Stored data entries
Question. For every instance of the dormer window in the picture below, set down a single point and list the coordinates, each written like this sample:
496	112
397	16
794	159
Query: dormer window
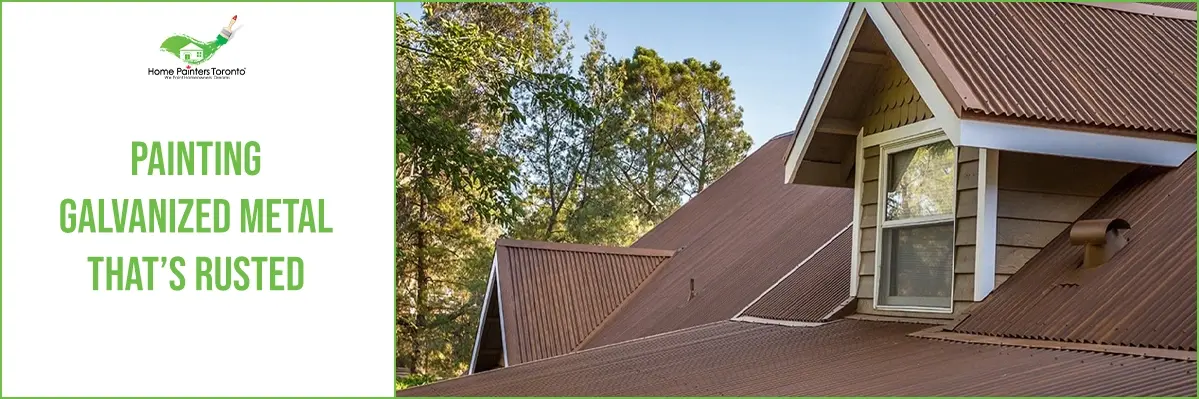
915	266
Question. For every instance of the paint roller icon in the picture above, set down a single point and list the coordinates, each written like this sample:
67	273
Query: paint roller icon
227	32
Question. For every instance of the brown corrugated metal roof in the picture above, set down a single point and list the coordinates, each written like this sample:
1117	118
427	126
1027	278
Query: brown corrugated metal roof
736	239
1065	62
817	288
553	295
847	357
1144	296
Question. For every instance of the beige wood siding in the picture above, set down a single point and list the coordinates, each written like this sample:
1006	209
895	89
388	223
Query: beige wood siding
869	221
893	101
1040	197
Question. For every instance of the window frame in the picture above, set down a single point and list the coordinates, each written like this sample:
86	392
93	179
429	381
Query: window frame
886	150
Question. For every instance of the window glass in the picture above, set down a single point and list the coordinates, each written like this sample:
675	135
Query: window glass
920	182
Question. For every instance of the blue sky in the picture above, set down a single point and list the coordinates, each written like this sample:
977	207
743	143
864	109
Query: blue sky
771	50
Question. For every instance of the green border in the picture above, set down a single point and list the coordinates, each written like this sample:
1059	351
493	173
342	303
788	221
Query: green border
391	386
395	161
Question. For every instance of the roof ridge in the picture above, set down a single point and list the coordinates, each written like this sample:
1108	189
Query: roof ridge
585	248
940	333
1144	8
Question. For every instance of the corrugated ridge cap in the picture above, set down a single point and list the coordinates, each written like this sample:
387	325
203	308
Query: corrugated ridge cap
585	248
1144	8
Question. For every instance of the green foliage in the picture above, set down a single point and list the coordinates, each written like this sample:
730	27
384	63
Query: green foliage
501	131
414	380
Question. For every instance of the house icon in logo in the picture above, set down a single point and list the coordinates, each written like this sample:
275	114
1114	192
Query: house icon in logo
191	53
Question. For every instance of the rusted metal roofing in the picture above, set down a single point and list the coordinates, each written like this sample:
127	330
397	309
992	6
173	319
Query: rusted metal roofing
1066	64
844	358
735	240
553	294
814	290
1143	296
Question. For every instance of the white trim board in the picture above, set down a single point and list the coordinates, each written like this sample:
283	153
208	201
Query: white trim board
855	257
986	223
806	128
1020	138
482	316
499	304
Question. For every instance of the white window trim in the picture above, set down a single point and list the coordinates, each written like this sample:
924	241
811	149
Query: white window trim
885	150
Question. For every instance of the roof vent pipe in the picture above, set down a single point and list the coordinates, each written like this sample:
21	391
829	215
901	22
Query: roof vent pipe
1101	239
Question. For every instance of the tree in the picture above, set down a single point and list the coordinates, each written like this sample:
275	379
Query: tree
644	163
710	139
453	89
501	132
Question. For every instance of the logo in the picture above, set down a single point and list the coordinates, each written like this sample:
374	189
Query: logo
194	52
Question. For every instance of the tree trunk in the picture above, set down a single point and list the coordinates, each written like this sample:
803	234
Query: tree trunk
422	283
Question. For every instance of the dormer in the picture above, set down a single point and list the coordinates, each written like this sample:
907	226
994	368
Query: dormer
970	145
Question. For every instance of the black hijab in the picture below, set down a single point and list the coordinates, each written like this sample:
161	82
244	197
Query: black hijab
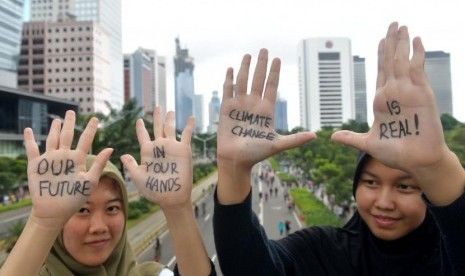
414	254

- What to do
I need each line of the entries that holds the string "below" located and copied.

- Written answer
Question. For every instance of the dormer window in the picture below, set down a single point and list the coordinates, each written like this sample:
Question. For every instance of the black hijab in the picture below, set down a single point and list the coordinates, each written like this sample:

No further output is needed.